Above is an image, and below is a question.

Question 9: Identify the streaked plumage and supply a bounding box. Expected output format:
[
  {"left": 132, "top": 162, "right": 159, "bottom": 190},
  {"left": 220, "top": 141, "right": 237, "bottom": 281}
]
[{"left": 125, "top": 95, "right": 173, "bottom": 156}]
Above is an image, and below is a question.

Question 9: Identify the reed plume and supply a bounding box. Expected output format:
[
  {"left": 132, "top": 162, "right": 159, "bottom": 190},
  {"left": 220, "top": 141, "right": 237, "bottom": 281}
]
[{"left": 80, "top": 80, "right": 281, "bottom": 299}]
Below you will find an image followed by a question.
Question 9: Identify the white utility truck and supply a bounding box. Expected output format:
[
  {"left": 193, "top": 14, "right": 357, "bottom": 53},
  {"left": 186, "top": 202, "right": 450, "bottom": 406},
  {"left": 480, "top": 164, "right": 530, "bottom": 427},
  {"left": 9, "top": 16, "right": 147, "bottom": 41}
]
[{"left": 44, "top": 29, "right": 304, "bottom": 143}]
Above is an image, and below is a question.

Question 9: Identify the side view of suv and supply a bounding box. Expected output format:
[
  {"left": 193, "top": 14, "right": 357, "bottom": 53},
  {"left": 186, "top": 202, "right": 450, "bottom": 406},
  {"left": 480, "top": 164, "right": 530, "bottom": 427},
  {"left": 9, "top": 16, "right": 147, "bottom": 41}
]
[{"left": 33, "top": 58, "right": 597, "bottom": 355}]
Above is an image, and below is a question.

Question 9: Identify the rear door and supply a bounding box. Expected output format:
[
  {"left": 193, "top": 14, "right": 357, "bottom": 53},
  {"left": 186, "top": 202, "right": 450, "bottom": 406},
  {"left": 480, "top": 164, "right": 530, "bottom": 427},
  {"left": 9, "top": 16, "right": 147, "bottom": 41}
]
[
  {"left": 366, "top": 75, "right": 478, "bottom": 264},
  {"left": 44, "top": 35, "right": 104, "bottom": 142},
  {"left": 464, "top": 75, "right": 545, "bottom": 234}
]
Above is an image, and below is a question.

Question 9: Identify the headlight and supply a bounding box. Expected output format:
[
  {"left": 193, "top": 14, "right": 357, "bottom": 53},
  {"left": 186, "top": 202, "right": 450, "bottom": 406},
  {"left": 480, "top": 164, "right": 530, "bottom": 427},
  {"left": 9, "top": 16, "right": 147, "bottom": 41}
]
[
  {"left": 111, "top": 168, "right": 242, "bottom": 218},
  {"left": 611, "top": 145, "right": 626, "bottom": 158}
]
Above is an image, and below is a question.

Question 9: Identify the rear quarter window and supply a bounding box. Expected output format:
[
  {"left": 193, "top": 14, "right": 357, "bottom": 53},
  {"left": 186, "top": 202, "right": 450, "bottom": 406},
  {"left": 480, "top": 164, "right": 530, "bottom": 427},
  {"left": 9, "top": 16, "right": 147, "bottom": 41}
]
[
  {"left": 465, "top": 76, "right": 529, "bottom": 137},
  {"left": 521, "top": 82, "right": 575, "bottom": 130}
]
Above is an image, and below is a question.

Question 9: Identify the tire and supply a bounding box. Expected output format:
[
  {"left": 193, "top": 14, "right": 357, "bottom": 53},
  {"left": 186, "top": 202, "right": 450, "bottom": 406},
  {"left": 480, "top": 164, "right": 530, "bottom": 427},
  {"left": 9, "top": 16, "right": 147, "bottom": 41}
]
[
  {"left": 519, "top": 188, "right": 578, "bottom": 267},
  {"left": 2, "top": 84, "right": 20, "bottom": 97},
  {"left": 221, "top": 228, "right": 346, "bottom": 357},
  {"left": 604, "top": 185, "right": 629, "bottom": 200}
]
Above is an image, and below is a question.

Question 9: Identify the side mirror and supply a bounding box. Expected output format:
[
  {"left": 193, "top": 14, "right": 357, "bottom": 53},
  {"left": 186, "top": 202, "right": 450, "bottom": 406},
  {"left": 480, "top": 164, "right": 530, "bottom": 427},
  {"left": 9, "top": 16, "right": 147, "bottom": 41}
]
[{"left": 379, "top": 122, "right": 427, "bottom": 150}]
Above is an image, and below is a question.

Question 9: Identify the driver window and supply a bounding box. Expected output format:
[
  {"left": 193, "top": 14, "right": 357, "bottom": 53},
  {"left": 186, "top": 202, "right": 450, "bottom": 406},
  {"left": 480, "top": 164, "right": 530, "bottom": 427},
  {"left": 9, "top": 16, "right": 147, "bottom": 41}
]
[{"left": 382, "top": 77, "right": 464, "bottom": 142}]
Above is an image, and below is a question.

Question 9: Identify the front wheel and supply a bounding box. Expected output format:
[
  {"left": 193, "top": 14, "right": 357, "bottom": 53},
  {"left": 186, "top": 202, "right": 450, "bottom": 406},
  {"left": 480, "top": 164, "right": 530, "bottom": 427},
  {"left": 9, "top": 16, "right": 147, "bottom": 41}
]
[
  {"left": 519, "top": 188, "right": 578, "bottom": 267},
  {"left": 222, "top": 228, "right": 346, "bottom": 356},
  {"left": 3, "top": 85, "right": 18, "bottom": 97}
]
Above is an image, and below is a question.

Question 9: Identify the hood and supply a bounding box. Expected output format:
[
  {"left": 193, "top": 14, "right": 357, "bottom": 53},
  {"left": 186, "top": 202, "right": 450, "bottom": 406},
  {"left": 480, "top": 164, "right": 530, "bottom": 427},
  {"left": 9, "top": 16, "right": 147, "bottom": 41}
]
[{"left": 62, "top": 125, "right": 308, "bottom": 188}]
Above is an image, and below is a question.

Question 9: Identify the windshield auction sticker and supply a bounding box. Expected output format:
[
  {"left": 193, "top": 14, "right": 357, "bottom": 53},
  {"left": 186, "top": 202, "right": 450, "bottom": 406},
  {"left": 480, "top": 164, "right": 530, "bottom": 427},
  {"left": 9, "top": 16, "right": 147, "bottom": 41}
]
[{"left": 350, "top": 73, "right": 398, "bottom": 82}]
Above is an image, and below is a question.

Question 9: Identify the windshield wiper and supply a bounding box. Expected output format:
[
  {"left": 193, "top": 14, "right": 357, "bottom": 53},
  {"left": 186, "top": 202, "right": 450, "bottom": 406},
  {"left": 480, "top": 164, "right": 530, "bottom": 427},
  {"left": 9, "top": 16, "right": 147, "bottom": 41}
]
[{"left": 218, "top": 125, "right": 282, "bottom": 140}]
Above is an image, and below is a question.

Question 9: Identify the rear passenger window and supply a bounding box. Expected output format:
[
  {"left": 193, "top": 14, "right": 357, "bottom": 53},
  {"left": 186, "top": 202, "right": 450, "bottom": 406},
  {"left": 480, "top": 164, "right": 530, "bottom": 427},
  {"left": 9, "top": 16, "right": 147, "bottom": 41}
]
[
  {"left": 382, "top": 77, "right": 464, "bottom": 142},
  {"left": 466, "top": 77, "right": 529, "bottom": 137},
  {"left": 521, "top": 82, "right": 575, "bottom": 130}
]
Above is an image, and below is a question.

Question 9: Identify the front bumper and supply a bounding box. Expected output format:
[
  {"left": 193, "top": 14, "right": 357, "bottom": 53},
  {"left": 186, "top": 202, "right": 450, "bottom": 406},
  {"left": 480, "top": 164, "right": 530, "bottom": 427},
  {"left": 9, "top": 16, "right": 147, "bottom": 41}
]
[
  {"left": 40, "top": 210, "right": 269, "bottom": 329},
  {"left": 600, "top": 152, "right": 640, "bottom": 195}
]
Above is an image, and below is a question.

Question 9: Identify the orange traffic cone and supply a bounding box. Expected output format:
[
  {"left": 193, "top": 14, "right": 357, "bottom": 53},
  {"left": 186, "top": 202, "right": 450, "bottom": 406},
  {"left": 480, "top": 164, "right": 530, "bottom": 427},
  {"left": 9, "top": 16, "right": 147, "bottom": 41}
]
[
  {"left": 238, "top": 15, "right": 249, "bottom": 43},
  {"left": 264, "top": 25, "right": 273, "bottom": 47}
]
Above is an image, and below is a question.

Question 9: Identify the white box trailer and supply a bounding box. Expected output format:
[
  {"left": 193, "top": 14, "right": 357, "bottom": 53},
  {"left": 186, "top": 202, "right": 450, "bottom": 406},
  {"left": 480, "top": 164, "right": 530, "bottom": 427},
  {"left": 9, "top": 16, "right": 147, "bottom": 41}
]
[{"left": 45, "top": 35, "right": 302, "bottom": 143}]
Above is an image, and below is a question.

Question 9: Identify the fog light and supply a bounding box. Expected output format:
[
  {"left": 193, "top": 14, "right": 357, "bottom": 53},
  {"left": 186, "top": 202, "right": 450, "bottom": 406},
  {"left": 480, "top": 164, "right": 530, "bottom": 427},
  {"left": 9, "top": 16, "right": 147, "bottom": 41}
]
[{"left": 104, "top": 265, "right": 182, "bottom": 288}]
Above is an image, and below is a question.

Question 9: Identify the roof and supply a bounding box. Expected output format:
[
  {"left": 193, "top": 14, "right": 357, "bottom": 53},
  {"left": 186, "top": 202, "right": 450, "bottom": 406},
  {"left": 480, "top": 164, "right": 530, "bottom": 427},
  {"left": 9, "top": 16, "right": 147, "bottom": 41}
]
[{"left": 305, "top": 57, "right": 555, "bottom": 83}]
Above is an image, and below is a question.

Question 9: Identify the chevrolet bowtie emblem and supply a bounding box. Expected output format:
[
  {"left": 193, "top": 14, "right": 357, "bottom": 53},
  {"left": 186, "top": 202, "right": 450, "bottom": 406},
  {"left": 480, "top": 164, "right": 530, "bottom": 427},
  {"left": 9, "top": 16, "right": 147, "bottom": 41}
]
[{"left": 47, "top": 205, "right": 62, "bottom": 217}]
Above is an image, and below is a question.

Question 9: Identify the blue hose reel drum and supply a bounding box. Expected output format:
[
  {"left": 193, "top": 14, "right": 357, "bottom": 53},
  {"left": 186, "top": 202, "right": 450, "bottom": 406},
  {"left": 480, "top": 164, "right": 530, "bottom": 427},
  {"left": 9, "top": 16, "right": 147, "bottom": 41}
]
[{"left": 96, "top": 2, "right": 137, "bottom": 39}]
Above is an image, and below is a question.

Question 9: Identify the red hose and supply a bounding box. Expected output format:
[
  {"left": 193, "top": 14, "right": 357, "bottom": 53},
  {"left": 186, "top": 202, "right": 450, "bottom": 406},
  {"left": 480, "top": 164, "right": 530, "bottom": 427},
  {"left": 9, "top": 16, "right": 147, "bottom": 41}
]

Aim of the task =>
Pull out each line in the entries above that contains the word "hose".

Answer to this exercise =>
Question 9: Identify the blue hose reel drum and supply a bounding box. Expected output format:
Question 9: Identify the red hose and supply a bounding box. Expected output format:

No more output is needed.